Action item:
Leaving out any pictures, transcribe every record exactly.
────────────────
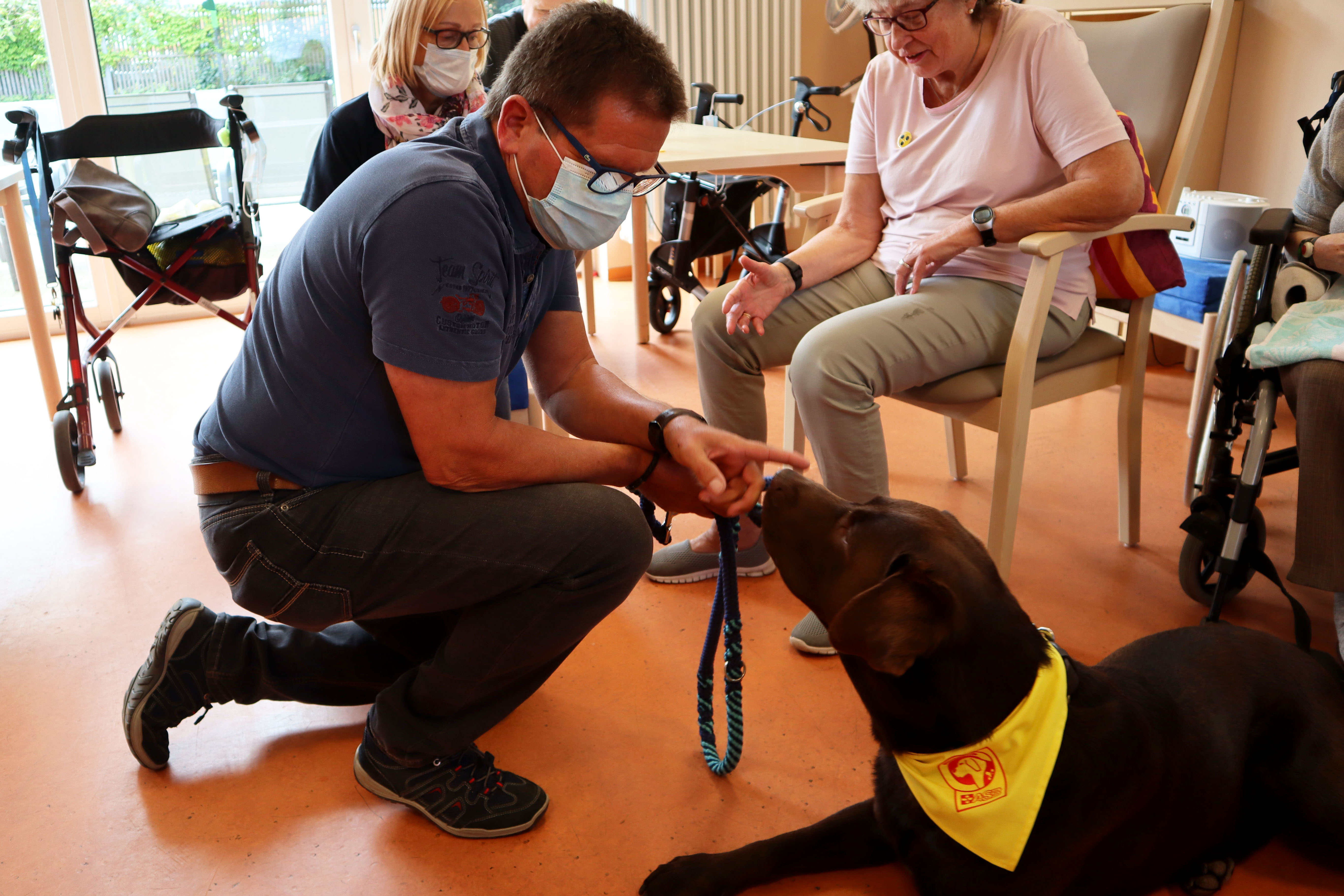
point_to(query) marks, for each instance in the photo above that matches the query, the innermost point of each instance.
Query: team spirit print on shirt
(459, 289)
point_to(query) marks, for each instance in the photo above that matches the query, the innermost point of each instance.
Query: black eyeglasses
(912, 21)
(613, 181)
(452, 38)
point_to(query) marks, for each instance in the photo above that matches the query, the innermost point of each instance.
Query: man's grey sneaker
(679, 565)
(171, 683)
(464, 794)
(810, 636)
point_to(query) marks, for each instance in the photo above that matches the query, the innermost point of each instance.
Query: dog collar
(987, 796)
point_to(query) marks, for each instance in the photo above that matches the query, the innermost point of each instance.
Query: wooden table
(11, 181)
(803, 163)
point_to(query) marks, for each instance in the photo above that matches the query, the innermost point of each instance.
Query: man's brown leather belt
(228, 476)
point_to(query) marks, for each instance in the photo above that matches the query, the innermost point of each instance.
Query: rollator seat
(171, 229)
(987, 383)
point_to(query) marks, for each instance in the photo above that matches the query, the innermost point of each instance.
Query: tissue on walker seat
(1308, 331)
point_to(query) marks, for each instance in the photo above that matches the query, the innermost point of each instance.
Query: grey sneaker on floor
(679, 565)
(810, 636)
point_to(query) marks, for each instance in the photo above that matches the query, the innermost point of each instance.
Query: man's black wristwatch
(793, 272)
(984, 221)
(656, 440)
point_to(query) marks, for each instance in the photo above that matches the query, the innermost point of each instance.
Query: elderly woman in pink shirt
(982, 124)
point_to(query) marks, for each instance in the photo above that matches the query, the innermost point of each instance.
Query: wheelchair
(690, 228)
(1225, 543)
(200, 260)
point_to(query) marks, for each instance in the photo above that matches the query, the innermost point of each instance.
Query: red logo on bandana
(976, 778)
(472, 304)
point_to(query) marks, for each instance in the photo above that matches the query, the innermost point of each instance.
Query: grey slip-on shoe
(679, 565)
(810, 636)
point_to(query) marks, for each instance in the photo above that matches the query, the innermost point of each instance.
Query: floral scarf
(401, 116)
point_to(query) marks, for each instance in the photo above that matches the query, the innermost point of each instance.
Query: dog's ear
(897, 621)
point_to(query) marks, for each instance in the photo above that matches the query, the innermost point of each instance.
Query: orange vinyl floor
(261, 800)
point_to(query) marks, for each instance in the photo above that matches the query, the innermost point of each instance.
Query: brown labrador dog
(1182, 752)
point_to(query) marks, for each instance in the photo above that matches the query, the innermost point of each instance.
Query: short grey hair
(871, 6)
────────────────
Completed exercise:
point_to(query) marks, for each instance in the photo above that matches the query, the innermost point of each instance.
Query: team spirit print on shirt
(459, 289)
point_to(query) marks, for each instance in the photo above that matches the query, the innermost point of each instance.
Query: black eyeglasses
(912, 21)
(613, 181)
(452, 38)
point_to(query) marks, for each instance in the photo above that matches the query, the innermost point of each instance.
Query: man's grey sneaker
(679, 565)
(171, 683)
(464, 794)
(810, 636)
point_to(query) marks, for each instance in the photo above that matches the query, the innermost point of each instance.
Query: dog collar
(987, 796)
point_to(query) marks, for each instance in the photo above that matches the query, the innermost point of each instance.
Query: wooden table
(11, 181)
(803, 163)
point_to(query) marks, for each instance in the photo above that matches the query, the innermost point of each instance.
Query: man's brown leather belt
(228, 476)
point_to(query) marks, for each instance in the photo above that matches the query, the innermost point of each instance.
Query: rollator seat
(171, 229)
(987, 383)
point_to(query) marks, for each instance in the photo above that matches the query, the innermost point of each instance.
Query: tissue on walker seat
(1308, 331)
point_to(query) marks, for each instance in the photo above that matches the query, the innermost point of each instance.
Query: grey sneaker on floor
(679, 565)
(810, 636)
point_to(query) marks, for each instance in the photo above that matches the query, the innermost point of each instance.
Query: man's black wristwatch
(793, 272)
(984, 221)
(656, 440)
point_to(query) marks, for each instance in the photo above that matches the query, the innermost point of each instance.
Query: elderly woman in pink shirt
(982, 124)
point_to(query) marks, for each instance in the photo above that matches the query, the innermost point of each instance.
Query: wheelchair
(690, 228)
(1225, 543)
(200, 260)
point_to(query) marks, for each instance in the photo above that matches the query, the innermost point of each instance.
Query: red logo on bandana
(976, 778)
(472, 304)
point_to(query) marks, for each instance in the photo above that matches the query, the innermost point of each instance.
Query: grey slip-on shoe
(679, 565)
(810, 636)
point_to(query) marks, for each instance in the photo above that matches the query, the innermost point of each instance.
Query: floral scarf
(401, 116)
point_to(query) marks, for each instance in the photo above that matches the query, the innermost point of each instance.
Query: dog's ear
(897, 621)
point_to(query) marks, for each instance in the photo above that matches the query, the innermost point of each instance.
Query: orange vinyl floor
(261, 800)
point_to(query) marks, for each instance in the photo above that matches the query, the innermost point of each instance.
Query: brown labrador dog
(1182, 752)
point_to(query) marks, for each instance in the photo above that matches the query, the innermost point of each instance.
Query: short grey hair
(871, 6)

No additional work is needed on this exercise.